PAGE
------

Going to the Source With Legendary Bassist Preston Hubbard

Jun 6, 2014 at 9:21 am
Going to the Source With Legendary Bassist Preston Hubbard
Reed Radcliffe

When considering the life and music of Preston Hubbard, the tales sometime seem too tall to be believed. The back-story threatens to overwhelm the front-story, or maybe it's impossible to say which is which. Born in Providence, Rhode Island in 1953, Hubbard became one of the hottest bass players on the second-generation rock & roll and blues scenes, working with Room Full of Blues and the Fabulous Thunderbirds, recording with and backing up everyone from Bonnie Raitt to Big Joe Turner to Snooky Pryor to Duke Robillard to Lou Ann Barton to Nick Curran. Hell, the man even played on Ministry's Filth Pig album.

------

DATASET CONTENT

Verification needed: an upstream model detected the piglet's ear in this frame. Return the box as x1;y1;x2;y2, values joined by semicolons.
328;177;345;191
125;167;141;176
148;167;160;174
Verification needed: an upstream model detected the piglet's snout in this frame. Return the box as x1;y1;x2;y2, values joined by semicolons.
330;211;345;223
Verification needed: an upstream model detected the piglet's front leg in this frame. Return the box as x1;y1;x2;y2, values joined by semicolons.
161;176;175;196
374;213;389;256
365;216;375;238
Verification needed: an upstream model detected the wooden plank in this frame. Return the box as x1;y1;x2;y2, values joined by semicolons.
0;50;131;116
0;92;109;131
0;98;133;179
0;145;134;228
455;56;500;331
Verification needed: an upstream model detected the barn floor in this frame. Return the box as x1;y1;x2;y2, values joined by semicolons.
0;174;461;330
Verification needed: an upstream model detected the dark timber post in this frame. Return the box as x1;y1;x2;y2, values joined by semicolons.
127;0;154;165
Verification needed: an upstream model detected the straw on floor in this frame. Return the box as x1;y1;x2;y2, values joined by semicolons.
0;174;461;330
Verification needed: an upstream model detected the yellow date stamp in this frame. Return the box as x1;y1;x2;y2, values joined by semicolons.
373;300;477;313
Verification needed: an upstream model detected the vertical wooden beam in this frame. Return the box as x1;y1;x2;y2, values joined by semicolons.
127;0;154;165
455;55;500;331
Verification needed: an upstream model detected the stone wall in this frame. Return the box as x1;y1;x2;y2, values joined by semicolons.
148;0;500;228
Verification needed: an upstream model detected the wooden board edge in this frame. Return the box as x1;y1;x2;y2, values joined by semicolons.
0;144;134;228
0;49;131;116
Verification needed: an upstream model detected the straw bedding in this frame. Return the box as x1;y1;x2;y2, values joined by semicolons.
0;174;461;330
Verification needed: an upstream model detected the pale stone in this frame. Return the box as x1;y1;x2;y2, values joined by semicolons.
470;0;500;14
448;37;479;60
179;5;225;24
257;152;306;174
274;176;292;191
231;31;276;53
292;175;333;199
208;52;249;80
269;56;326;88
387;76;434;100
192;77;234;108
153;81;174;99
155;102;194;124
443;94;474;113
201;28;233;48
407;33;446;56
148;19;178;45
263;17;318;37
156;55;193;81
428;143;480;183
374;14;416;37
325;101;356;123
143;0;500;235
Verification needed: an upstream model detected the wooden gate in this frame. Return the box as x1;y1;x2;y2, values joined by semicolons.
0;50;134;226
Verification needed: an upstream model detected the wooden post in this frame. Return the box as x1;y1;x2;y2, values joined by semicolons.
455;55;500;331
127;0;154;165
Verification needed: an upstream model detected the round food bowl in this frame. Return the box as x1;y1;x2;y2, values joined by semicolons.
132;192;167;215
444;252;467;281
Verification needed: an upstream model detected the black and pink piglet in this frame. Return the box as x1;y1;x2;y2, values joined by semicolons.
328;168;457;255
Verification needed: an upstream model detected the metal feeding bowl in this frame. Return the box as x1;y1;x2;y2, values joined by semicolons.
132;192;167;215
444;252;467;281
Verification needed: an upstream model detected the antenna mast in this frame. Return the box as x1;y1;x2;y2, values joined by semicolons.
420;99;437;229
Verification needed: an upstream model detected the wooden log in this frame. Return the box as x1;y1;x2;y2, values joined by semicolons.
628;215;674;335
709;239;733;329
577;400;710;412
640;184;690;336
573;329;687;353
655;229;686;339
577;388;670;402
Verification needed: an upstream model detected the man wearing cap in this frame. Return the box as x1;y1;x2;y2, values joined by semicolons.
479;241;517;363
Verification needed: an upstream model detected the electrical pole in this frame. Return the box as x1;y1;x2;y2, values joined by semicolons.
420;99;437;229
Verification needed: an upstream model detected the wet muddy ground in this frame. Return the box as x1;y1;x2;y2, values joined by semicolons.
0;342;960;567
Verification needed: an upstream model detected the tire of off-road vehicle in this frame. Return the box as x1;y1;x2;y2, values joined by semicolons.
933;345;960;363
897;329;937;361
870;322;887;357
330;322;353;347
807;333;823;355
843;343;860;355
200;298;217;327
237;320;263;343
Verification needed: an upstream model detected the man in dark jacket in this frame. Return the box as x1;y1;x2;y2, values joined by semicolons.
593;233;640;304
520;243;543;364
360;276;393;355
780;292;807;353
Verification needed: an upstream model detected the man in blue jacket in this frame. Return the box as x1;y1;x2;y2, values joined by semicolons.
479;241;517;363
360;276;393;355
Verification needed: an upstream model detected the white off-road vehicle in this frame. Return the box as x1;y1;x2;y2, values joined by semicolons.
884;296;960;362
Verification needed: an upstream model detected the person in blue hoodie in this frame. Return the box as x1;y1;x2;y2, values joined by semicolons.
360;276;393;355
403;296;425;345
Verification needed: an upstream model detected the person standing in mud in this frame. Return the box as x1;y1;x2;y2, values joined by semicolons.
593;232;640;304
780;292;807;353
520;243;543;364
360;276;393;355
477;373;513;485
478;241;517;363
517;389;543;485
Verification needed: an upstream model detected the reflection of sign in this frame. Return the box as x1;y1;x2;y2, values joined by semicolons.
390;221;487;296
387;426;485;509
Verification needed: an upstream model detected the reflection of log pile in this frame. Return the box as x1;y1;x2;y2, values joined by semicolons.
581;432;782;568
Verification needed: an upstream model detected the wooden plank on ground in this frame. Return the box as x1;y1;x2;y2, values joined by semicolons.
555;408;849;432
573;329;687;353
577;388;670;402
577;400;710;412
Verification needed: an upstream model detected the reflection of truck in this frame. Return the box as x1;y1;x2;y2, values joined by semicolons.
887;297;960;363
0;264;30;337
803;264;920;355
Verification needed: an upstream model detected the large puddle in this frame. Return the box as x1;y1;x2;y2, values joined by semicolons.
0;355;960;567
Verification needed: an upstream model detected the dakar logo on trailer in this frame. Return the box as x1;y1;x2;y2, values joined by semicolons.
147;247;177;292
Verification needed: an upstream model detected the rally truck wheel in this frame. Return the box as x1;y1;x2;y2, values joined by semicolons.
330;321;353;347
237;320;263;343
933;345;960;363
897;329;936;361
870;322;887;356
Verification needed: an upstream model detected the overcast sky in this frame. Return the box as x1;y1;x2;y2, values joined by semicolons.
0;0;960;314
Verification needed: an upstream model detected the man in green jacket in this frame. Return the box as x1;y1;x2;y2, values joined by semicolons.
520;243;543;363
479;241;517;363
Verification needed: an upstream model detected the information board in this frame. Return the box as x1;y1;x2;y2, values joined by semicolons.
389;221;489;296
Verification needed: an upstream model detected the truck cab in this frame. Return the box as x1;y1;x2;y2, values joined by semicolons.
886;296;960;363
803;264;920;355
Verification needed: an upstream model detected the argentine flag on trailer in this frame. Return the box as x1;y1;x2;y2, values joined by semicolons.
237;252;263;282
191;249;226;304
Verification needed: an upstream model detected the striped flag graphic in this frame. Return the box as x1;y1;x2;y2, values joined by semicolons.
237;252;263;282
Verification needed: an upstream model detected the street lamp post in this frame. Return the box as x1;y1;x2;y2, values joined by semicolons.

------

TASK 1
Answer these questions from the Preston Hubbard article, one line each:
(a) On what date and at what time was the article posted?
(b) In what city and year was Hubbard born?
(c) Which Ministry album did he play on?
TASK 2
Print the Preston Hubbard article word for word, beginning at the words "When considering the" and stopping after "Filth Pig album.".

TASK RESPONSE 1
(a) Jun 6, 2014 at 9:21 am
(b) Providence, Rhode Island, in 1953
(c) Filth Pig

TASK RESPONSE 2
When considering the life and music of Preston Hubbard, the tales sometime seem too tall to be believed. The back-story threatens to overwhelm the front-story, or maybe it's impossible to say which is which. Born in Providence, Rhode Island in 1953, Hubbard became one of the hottest bass players on the second-generation rock & roll and blues scenes, working with Room Full of Blues and the Fabulous Thunderbirds, recording with and backing up everyone from Bonnie Raitt to Big Joe Turner to Snooky Pryor to Duke Robillard to Lou Ann Barton to Nick Curran. Hell, the man even played on Ministry's Filth Pig album.